**What to do**
a) Using the passage on the Lemon Test below, decide whether each statement agrees with it, answering yes or no and quoting the words that settle it: (i) In Walz v. Tax Commission of the City of New York, the court allowed tax exemptions for houses of worship. (ii) Sloan v. Lemon was decided unanimously. (iii) In Zelman v. Simmons-Harris, the court found that Ohio's private school voucher program violated the Constitution.
b) Carry on the passage about the Lemon Test below, starting right after its final sentence.

**Source excerpt**
While the outcome in Lemon was a noteworthy victory for church-state separation, Burger’s conclusion – that it was unconstitutional to entangle religion and government – wasn’t novel. Indeed, he noted in his opinion that he was applying the standard the court had described a year earlier in Walz v. Tax Commission of the City of New York, in which the court had ruled that tax exemptions for houses of worship were permissible.
Rather, what was seminal was the comprehensive analysis and summary of the court’s previous church-state rulings that Burger laid out in Lemon – creating clear guidance for future courts to weigh potential violations of religious freedom. Lemon identified and clarified three criteria a government action must meet to pass constitutional muster:
• It must have a secular purpose;
• It must neither advance nor inhibit religion;
• It must not excessively entangle government with religion.
The three individual tests collectively became known as the Lemon Test; and if a government action failed any of the three prongs, the action should be deemed unconstitutional.
The Aftermath: The Court Starts To Sour On Lemon
At first, the Lemon Test seemed to be a straightforward guide to resolving many church-state disputes. It was applied just two years later in a second case that also bears Alton Lemon’s name: Sloan v. Lemon, which challenged a Pennsylvania law that allowed tax dollars to pay for private school tuition. Alton Lemon was victorious once again. In a 6-3 decision, the court struck down the law, using the Lemon Test’s second prong to determine the funding had “the impermissible effect of advancing religion.”
But fractures developed on the court pretty quickly, especially when it came to strictly applying the Lemon Test to cases involving public aid for private religious schools. By the late 1980s, the high court, now more conservative thanks to appointments during the Ronald Reagan presidency, had begun to ease up and allow more indirect-aid programs that gave public money to students and families to use at private schools (rather than directly to the private schools), even if that money was ultimately spent at religious schools.
This line of reasoning led to the watershed ruling in Zelman v. Simmons-Harris in 2002, in which the court determined that a private school voucher program in Ohio did not violate the Constitution because parents chose whether to use the tuition money at secular or religious schools (even though 96% of the students participating in the program were enrolled in religiously affiliated private schools).

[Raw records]

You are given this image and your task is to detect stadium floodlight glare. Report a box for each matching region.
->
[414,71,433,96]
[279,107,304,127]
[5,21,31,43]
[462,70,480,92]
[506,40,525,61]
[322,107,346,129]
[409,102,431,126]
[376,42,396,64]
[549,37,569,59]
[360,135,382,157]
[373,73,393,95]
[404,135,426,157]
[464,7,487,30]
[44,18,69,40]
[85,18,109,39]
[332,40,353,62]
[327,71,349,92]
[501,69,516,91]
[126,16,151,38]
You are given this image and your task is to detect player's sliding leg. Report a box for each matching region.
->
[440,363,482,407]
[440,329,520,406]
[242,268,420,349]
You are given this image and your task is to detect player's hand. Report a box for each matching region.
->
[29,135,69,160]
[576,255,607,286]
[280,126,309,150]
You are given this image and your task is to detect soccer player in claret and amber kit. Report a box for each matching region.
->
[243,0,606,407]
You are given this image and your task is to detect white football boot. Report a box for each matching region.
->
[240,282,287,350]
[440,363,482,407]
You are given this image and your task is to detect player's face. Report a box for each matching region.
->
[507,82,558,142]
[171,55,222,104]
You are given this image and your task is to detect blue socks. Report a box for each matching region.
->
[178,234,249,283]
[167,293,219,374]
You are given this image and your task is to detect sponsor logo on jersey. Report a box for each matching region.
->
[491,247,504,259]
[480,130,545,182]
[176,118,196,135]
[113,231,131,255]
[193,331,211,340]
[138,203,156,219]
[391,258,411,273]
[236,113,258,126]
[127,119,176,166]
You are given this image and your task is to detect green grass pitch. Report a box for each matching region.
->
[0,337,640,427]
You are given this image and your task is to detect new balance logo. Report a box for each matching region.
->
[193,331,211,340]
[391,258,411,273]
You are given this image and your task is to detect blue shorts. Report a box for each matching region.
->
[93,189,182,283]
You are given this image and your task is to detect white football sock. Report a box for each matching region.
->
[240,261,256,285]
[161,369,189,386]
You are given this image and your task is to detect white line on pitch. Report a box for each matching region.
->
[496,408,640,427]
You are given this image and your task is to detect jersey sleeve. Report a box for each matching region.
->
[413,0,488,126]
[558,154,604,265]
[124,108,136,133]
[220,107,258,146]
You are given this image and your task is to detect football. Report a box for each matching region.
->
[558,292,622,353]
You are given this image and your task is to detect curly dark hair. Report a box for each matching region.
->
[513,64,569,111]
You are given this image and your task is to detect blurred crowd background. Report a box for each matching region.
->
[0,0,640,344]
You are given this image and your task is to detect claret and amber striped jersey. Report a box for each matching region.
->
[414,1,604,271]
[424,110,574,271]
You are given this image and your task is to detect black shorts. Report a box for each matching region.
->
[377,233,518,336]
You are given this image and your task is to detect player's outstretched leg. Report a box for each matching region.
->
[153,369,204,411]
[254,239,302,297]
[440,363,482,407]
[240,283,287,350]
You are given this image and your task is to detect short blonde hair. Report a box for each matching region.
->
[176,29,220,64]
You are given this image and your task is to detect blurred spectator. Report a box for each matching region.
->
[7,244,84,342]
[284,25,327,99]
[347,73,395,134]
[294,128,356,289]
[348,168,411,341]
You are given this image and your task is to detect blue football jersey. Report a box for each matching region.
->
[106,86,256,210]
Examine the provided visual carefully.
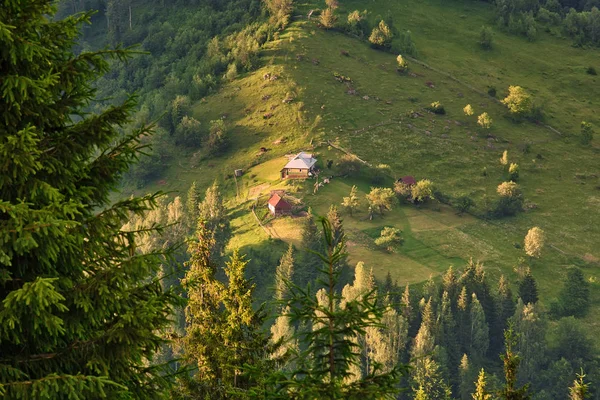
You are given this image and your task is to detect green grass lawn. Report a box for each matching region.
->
[129,9,600,326]
[236,23,600,322]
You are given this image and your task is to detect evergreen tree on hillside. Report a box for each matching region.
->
[400,285,412,322]
[178,220,268,399]
[198,182,231,263]
[498,326,530,400]
[569,371,590,400]
[490,275,515,350]
[458,354,473,400]
[471,293,490,359]
[436,291,460,388]
[185,181,200,231]
[295,209,323,285]
[0,0,175,399]
[519,268,538,304]
[271,307,298,362]
[471,368,492,400]
[275,243,294,301]
[251,219,406,399]
[440,266,458,299]
[510,301,547,382]
[558,267,590,317]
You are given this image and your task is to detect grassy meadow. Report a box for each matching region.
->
[123,0,600,328]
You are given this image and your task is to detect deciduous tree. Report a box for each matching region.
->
[519,268,538,304]
[411,179,434,202]
[502,86,533,116]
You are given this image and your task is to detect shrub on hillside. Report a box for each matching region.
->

**The replies**
a)
(i) Yes: "the court had ruled that tax exemptions for houses of worship were permissible."
(ii) No: "In a 6-3 decision, the court struck down the law"
(iii) No: "a private school voucher program in Ohio did not violate the Constitution"

b)
The application of the Lemon Test is not limited to cases involving funding for private religious schools. The court has also used it when deciding cases involving religion in public schools, government-sponsored religious displays and other areas of church-state law.
In 2000, the court stopped a public school district in Texas from sponsoring student prayers at high school football games in Santa Fe Independent School District v. Doe; it found the prayers violated the first prong of Lemon that requires a policy to have a secular purpose. The court applied the same reasoning in 2005 when it narrowly found that Ten Commandments displays at two Kentucky courthouses were unconstitutional in the case McCreary County v. ACLU.
But in a clear display of the justices’ differing views of the Lemon Test and church-state separation, the court narrowly allowed a Ten Commandments monument to stand outside the Texas capitol building on the same day the court invalidated the Kentucky displays. In the Texas case, Van Orden v. Perry, Justice Stephen Breyer provided the needed fifth vote to maintain the monument.
Breyer cited the monument’s donation by a predominantly secular group; its placement in a park amid nearly 40 other historical, mostly secular monuments; and its more than 40-year history of unchallenged existence. “Where the Establishment Clause is at issue, tests designed to measure ‘neutrality’ alone are insufficient,” Breyer wrote, noting that strict “devotion” to secularism can transcend into “hostility to the religious.”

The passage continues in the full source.